(Referring expression data)

- - -

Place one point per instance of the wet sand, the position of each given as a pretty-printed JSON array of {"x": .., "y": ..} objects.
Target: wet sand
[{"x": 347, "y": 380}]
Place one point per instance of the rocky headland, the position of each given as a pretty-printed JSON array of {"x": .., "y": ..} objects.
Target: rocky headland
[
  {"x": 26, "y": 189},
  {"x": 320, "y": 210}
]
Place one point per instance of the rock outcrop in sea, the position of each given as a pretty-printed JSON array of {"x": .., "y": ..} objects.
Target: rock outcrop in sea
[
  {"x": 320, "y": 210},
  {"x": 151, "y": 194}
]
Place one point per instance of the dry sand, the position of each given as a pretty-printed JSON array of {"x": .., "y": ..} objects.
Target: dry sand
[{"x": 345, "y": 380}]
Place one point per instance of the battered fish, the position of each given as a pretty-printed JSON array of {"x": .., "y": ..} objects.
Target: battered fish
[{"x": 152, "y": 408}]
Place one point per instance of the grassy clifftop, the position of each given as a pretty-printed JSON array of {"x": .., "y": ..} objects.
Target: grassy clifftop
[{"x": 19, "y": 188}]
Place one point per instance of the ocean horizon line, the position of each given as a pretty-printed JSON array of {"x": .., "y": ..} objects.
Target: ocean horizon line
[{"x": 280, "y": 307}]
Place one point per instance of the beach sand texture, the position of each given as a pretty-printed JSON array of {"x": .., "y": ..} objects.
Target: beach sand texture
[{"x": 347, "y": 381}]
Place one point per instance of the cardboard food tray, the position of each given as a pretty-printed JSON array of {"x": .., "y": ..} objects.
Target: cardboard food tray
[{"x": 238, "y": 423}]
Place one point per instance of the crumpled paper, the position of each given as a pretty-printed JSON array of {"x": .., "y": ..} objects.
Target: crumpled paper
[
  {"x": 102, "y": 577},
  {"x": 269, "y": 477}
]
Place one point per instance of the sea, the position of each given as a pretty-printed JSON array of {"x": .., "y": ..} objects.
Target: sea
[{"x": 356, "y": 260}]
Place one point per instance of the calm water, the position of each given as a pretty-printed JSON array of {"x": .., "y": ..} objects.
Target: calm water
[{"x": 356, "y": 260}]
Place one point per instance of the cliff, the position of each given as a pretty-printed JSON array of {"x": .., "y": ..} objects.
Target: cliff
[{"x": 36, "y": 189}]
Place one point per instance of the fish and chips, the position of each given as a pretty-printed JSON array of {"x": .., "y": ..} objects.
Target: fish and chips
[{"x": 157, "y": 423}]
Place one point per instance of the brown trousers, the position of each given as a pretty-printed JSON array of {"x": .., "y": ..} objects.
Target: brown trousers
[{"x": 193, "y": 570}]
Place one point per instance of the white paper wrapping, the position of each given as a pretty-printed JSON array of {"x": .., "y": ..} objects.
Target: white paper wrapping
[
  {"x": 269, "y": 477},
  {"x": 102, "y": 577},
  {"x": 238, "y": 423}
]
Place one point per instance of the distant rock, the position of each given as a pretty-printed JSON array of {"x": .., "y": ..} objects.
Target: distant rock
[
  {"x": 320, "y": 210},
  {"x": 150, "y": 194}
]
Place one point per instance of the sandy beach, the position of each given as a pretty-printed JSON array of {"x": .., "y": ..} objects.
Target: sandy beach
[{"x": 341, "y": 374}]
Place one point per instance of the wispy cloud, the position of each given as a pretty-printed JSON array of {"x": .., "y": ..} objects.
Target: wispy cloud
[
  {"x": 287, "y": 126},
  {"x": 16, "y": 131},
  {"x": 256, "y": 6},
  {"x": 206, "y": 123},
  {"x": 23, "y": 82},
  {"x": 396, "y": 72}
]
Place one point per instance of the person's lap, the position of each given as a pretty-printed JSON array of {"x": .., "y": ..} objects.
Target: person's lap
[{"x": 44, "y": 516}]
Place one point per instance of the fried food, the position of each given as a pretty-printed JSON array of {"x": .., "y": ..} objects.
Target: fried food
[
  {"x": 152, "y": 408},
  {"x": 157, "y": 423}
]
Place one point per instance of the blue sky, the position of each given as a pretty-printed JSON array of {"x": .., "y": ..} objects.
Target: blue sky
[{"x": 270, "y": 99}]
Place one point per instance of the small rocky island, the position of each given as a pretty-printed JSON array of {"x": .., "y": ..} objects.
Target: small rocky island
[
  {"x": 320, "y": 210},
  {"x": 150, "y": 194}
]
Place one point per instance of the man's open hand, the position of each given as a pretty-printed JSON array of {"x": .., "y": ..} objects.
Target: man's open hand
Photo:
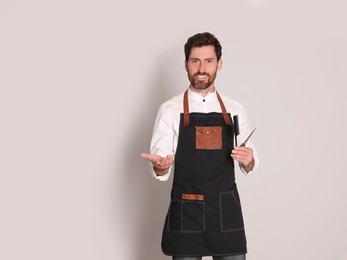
[
  {"x": 161, "y": 165},
  {"x": 244, "y": 155}
]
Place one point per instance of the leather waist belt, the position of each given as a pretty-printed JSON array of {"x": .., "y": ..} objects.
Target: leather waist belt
[{"x": 192, "y": 197}]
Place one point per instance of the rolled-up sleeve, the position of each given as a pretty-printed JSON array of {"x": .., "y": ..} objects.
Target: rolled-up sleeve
[
  {"x": 245, "y": 130},
  {"x": 162, "y": 139}
]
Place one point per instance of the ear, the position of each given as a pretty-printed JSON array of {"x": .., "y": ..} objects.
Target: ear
[{"x": 220, "y": 64}]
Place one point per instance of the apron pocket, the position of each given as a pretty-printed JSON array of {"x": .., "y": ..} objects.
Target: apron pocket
[
  {"x": 230, "y": 211},
  {"x": 208, "y": 137},
  {"x": 187, "y": 216}
]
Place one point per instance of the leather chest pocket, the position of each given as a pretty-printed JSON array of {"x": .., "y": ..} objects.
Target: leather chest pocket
[
  {"x": 230, "y": 211},
  {"x": 186, "y": 216},
  {"x": 208, "y": 137}
]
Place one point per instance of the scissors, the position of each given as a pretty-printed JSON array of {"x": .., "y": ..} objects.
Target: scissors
[{"x": 245, "y": 142}]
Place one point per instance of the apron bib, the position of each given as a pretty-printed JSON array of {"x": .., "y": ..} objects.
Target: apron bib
[{"x": 204, "y": 216}]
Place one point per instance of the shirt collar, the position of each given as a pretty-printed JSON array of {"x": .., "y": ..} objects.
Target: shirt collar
[{"x": 198, "y": 97}]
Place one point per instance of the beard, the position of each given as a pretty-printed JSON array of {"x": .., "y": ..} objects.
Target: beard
[{"x": 202, "y": 84}]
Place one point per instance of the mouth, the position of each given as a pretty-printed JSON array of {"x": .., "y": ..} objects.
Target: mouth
[{"x": 201, "y": 76}]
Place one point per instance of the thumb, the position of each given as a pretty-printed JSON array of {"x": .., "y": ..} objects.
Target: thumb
[{"x": 145, "y": 155}]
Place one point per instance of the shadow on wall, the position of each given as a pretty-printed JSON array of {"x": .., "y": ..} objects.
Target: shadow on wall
[{"x": 150, "y": 197}]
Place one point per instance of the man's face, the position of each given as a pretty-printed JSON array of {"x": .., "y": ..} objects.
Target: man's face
[{"x": 202, "y": 67}]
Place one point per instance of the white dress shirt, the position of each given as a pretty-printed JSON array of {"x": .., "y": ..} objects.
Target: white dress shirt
[{"x": 166, "y": 127}]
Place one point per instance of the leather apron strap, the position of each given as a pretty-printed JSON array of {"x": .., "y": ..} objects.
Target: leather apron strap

- - -

Try it
In your copy, reproduce the data above exactly and skip every picture.

Output
Place one point per instance of the wet sand, the position of each given as a pretty-printed JSON array of {"x": .., "y": ..} objects.
Target: wet sand
[{"x": 347, "y": 380}]
Place one point per instance of the rocky headland, the position of each given as a pretty-printed JSON array of {"x": .., "y": ..} objects.
Target: rocky headland
[
  {"x": 26, "y": 189},
  {"x": 320, "y": 210}
]
Place one point per instance of the rock outcrop in sea, the position of each given as a pretty-printed JSON array of {"x": .., "y": ..} objects.
Target: rock outcrop in sea
[
  {"x": 320, "y": 210},
  {"x": 151, "y": 194}
]
Place one point per instance of the dry sand, the position of each given as a pretty-printed JSON array of {"x": .., "y": ..} objects.
Target: dry sand
[{"x": 345, "y": 380}]
Place one point per instance of the battered fish, the position of each given as a pretty-printed JSON array of {"x": .., "y": ..} objects.
Target: battered fish
[{"x": 152, "y": 408}]
Place one point per instance of the grassy clifftop, the position of each given as a pretty-printed JSON array of {"x": .., "y": ..} objects.
Target: grassy clifftop
[{"x": 19, "y": 188}]
Place one point per instance of the ocean horizon line, the position of each given as a pretty-printed JSON array of {"x": .., "y": ..} objects.
Target: ocean horizon line
[{"x": 280, "y": 307}]
Place one point per instance of the beach sand texture, the position of each given as a pretty-printed JSON array of {"x": .., "y": ..} objects.
Target: beach sand texture
[{"x": 347, "y": 381}]
Place one point per instance of the cardboard food tray, the position of each given as a pretty-printed JSON array of {"x": .., "y": ..} objects.
Target: cardboard food tray
[{"x": 238, "y": 423}]
Place one point per instance of the crumpled paper, the position of each given as a pretty-printed JSON array of {"x": .., "y": ..} objects.
Target: crumpled paper
[
  {"x": 102, "y": 577},
  {"x": 269, "y": 477}
]
Place one point per instance of the sea, the position of each given as a pretty-printed JSON array of {"x": .., "y": ..} objects.
Target: sea
[{"x": 356, "y": 260}]
Place one point per instance of the calm water, the position of each given as a pretty-printed JSON array of {"x": .., "y": ..} objects.
Target: calm water
[{"x": 356, "y": 260}]
Place one point per instance of the cliff, the position of each given as a pretty-printed JSON array of {"x": .., "y": ..} objects.
Target: cliff
[{"x": 36, "y": 189}]
Place one point per instance of the fish and chips, the position of each given as a pretty-printed JSON array of {"x": .., "y": ..} objects.
Target: fish and chips
[{"x": 157, "y": 423}]
Place one point per instance of the brown trousers, the position of each given as a pretty-printed JSON array of {"x": .., "y": ..} objects.
Target: brown trousers
[{"x": 193, "y": 570}]
Place one point per instance of the white paper wrapping, the position of each given as a pretty-printed JSON array of {"x": .., "y": ..} objects.
Target: white paper wrapping
[
  {"x": 269, "y": 477},
  {"x": 102, "y": 577},
  {"x": 238, "y": 423}
]
Place one point per instance of the distant rock, the position of each given as a pretty-printed JSON array of {"x": .., "y": ..} objects.
Target: distant rock
[
  {"x": 320, "y": 210},
  {"x": 150, "y": 194}
]
Place one point per instance of the sandy beach, the position of each given as a pretty-printed JSON array of {"x": .., "y": ..} objects.
Target: sandy beach
[{"x": 341, "y": 374}]
Place one point per instance of the wispy cloud, the position of each given as a pretty-printed JSON array of {"x": .., "y": ..} objects.
Target: wispy cloud
[
  {"x": 287, "y": 126},
  {"x": 16, "y": 131},
  {"x": 256, "y": 6},
  {"x": 206, "y": 123},
  {"x": 23, "y": 82},
  {"x": 396, "y": 72}
]
Place one point per instance of the person's lap, the position of each given as a pretty-printed JSON array of {"x": .., "y": ..} objects.
Target: person's lap
[{"x": 44, "y": 516}]
Place one point per instance of the fried food, the position of each given as a pretty-printed JSON array of {"x": .., "y": ..} objects.
Target: fried food
[
  {"x": 152, "y": 408},
  {"x": 157, "y": 423}
]
Place one point per instance of the blue sky, the position of each given as a pretty-printed JSON array of {"x": .., "y": ..} objects.
Target: blue sky
[{"x": 270, "y": 99}]
Place one point per instance of the small rocky island, the position of each given as a pretty-printed JSON array of {"x": .., "y": ..} objects.
Target: small rocky island
[
  {"x": 320, "y": 210},
  {"x": 150, "y": 194}
]
Place one point per instance of the man's open hand, the position of each given as a pretty-printed JSON array of {"x": .., "y": ..} objects.
Target: man's open hand
Photo:
[
  {"x": 161, "y": 165},
  {"x": 244, "y": 155}
]
Place one point per instance of the leather waist belt, the position of each given as a pretty-printed JSON array of {"x": .., "y": ..} objects.
Target: leather waist belt
[{"x": 192, "y": 197}]
Place one point per instance of the rolled-up sleeve, the position of each given as a pretty-printed JSON array of {"x": .., "y": ..} objects.
Target: rolled-up sleeve
[
  {"x": 245, "y": 130},
  {"x": 162, "y": 139}
]
Place one point per instance of the ear, the position of each given as a pretty-printed JSON array of {"x": .., "y": ..} objects.
Target: ear
[{"x": 220, "y": 64}]
Place one point per instance of the apron pocket, the position of each given as a pretty-printed JSON array of {"x": .., "y": ..} objects.
Target: apron pocket
[
  {"x": 230, "y": 211},
  {"x": 208, "y": 137},
  {"x": 187, "y": 216}
]
Place one point per instance of the leather chest pocket, the position of each given as a pretty-printed JSON array of {"x": .., "y": ..} objects.
Target: leather chest pocket
[
  {"x": 230, "y": 211},
  {"x": 186, "y": 216},
  {"x": 208, "y": 137}
]
Place one point per instance of the scissors, the position of each given as a pretty-printed JSON array of {"x": .., "y": ..} objects.
Target: scissors
[{"x": 245, "y": 142}]
Place one point per instance of the apron bib, the position of each given as a pretty-printed JSON array of {"x": .., "y": ..} objects.
Target: apron bib
[{"x": 204, "y": 216}]
Place one point per instance of the shirt collar, the position of each given as a pretty-printed JSON array of {"x": .., "y": ..} objects.
Target: shirt collar
[{"x": 198, "y": 97}]
Place one point per instance of the beard, the position of each given as a pretty-printed JSON array of {"x": .., "y": ..} objects.
Target: beard
[{"x": 202, "y": 84}]
Place one point per instance of the mouth, the position of each given as a pretty-printed JSON array of {"x": .., "y": ..} objects.
Target: mouth
[{"x": 201, "y": 76}]
Place one point per instance of the thumb, the position of each given as a pretty-printed JSON array of {"x": .., "y": ..} objects.
Target: thumb
[{"x": 145, "y": 155}]
Place one point per instance of the shadow on wall, the position of each given as a pretty-printed JSON array of {"x": .., "y": ..} objects.
Target: shadow on wall
[{"x": 150, "y": 197}]
Place one point per instance of the man's face, the position of each given as a pretty-printed JSON array of {"x": .., "y": ..} objects.
Target: man's face
[{"x": 202, "y": 67}]
Place one point per instance of the white dress shirt, the position of each given as a pretty-printed JSON array of {"x": .., "y": ..} objects.
Target: white dress shirt
[{"x": 166, "y": 127}]
Place one point per instance of the leather apron strap, the position of each given as a pretty-printed JSON array of {"x": .., "y": ..} objects.
Target: leather apron strap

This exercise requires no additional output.